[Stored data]
◇ ◇ ◇ ◇ ◇ ◇ ◇

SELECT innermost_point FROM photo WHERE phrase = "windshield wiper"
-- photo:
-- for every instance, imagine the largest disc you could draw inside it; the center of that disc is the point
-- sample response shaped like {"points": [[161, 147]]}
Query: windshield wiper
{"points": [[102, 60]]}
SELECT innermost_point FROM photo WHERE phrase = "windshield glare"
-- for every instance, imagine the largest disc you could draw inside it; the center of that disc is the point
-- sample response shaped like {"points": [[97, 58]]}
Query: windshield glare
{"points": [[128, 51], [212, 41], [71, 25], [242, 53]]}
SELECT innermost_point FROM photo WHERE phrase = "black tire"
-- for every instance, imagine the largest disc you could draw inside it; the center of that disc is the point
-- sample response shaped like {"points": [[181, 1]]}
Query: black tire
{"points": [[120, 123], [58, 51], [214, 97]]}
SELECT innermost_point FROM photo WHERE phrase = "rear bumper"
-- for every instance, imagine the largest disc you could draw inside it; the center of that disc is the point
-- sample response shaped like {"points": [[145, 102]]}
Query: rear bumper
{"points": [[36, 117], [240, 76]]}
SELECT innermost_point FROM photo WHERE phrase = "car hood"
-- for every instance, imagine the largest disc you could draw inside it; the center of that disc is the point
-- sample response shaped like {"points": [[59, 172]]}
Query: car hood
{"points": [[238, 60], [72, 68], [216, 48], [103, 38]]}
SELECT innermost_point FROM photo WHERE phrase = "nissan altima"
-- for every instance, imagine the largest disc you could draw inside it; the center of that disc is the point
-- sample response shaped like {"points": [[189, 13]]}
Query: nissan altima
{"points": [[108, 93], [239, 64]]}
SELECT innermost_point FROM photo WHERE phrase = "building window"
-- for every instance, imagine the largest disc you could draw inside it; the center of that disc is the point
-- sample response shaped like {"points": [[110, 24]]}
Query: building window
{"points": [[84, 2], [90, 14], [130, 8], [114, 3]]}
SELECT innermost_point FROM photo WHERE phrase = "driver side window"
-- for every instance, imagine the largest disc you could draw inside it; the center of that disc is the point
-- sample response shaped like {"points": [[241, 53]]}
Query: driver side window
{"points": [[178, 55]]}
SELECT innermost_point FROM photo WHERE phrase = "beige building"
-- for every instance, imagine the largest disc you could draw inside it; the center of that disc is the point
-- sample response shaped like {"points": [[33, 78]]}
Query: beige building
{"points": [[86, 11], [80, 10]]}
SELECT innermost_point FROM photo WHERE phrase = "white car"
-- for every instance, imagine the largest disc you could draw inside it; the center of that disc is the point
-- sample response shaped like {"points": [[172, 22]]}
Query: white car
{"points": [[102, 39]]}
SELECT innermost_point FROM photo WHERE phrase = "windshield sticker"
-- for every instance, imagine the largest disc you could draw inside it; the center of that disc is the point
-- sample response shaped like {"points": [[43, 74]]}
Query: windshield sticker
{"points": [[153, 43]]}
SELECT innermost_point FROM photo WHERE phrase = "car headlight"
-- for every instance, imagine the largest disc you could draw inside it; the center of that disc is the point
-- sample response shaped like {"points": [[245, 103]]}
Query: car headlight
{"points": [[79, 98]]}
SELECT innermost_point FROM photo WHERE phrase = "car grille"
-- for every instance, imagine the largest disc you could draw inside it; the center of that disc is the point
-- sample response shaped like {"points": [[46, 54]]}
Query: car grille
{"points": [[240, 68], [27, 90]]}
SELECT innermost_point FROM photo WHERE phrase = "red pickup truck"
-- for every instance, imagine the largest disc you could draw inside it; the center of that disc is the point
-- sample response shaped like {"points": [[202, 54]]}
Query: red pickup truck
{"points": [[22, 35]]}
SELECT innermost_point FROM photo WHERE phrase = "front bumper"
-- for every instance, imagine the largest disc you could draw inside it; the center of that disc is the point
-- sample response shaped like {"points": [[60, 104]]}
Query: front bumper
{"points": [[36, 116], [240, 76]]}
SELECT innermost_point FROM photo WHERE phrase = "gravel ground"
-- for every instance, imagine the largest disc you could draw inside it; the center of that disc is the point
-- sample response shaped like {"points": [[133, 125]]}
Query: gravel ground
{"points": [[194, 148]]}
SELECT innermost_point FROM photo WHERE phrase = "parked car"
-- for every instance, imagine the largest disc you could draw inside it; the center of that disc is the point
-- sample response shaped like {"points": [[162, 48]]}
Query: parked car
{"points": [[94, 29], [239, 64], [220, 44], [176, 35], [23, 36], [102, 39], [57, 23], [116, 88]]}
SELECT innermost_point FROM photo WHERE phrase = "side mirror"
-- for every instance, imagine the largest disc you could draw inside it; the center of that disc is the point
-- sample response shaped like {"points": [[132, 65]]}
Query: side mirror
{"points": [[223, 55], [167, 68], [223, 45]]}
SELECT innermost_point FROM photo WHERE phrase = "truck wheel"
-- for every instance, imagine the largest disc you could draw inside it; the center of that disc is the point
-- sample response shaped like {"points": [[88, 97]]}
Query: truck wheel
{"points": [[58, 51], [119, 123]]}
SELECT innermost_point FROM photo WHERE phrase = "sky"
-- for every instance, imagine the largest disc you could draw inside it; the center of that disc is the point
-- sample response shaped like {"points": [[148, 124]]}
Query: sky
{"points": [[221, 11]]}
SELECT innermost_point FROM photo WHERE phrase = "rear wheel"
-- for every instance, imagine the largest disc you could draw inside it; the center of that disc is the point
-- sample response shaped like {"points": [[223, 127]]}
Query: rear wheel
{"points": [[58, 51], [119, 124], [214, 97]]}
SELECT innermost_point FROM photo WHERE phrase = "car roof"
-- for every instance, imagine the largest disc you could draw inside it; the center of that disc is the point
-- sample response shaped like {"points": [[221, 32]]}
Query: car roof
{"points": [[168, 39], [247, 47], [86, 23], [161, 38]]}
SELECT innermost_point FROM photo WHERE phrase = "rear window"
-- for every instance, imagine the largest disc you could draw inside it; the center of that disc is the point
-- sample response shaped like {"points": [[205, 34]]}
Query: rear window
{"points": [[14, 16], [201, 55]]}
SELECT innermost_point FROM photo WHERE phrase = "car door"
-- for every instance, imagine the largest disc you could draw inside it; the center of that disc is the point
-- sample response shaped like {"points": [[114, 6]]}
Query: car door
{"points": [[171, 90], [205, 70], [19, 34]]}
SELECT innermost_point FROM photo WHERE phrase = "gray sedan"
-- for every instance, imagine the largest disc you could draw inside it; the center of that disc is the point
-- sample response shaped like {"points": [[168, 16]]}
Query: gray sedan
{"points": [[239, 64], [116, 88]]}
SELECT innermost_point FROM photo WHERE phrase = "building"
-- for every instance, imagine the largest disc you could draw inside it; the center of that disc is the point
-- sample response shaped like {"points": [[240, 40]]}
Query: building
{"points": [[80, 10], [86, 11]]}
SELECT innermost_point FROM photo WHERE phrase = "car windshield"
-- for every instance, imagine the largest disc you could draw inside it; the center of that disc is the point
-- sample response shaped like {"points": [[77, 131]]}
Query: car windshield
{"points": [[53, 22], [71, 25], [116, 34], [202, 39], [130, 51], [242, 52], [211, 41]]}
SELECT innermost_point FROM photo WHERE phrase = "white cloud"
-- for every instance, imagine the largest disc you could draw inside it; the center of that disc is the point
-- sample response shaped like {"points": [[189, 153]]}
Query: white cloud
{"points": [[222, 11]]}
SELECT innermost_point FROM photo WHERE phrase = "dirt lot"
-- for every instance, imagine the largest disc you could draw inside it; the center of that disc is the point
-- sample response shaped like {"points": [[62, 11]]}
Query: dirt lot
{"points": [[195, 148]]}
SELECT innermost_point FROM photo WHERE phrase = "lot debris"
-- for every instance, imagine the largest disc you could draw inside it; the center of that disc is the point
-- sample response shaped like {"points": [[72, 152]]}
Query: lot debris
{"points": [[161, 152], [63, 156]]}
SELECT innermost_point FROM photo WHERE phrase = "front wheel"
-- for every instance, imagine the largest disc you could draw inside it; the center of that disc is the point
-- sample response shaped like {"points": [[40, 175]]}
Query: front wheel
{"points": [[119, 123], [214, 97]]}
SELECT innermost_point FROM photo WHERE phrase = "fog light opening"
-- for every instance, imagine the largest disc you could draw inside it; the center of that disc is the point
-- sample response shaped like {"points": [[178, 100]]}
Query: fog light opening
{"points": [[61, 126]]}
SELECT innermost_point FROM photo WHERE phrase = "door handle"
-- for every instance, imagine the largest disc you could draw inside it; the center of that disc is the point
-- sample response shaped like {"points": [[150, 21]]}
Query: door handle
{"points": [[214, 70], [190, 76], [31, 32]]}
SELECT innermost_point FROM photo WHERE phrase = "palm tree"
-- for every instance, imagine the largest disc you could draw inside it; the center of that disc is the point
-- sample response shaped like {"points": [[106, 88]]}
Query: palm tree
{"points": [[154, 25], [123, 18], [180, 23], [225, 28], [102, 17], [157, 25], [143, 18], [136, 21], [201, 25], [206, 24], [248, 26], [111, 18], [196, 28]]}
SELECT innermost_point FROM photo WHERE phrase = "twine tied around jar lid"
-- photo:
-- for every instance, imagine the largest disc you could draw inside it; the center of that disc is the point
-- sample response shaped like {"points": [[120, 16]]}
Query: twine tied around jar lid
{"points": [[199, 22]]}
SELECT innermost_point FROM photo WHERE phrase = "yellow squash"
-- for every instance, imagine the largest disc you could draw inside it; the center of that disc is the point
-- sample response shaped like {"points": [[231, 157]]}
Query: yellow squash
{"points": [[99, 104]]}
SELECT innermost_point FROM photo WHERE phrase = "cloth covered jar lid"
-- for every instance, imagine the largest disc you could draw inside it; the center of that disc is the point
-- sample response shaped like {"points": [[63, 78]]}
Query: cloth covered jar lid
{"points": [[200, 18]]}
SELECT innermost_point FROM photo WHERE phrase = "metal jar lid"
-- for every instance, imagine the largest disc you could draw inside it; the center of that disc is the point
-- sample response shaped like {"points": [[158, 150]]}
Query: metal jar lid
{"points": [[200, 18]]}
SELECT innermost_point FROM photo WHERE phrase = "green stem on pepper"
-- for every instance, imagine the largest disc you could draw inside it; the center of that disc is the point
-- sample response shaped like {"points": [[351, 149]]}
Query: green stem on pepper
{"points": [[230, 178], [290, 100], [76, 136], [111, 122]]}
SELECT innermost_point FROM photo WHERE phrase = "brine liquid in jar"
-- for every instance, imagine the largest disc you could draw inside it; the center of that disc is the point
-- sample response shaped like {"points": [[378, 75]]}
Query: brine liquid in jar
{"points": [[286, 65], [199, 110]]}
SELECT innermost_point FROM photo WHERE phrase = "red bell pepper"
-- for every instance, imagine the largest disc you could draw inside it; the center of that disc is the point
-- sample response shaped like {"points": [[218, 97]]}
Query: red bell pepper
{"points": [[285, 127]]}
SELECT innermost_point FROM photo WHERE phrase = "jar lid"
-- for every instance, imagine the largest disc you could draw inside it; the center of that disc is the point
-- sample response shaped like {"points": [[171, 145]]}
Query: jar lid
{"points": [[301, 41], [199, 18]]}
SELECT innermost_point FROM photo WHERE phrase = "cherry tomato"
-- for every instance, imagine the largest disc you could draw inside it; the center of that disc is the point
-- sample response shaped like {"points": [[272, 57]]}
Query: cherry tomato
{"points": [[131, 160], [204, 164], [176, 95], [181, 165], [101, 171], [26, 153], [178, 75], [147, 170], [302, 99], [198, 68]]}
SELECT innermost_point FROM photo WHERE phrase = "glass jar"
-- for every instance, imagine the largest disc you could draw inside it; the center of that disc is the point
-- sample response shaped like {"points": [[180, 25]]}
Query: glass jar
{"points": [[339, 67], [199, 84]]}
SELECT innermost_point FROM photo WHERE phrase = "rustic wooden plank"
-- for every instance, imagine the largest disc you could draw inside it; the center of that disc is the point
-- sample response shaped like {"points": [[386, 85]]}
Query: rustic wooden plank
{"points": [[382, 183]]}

◇ ◇ ◇ ◇ ◇ ◇ ◇

| Exercise prompt |
Once the line with "Query: glass jar" is found, write out that line and every one after it through the last line of the records, exactly and with nothing else.

| Final answer |
Query: glass jar
{"points": [[339, 67], [199, 84]]}
SELECT innermost_point FROM photo WHERE phrase = "rustic wooden plank"
-- for every instance, imagine the largest disc you could draw inside it; the center of that disc is the point
-- sample response shaped like {"points": [[386, 85]]}
Query: rustic wooden plank
{"points": [[382, 183]]}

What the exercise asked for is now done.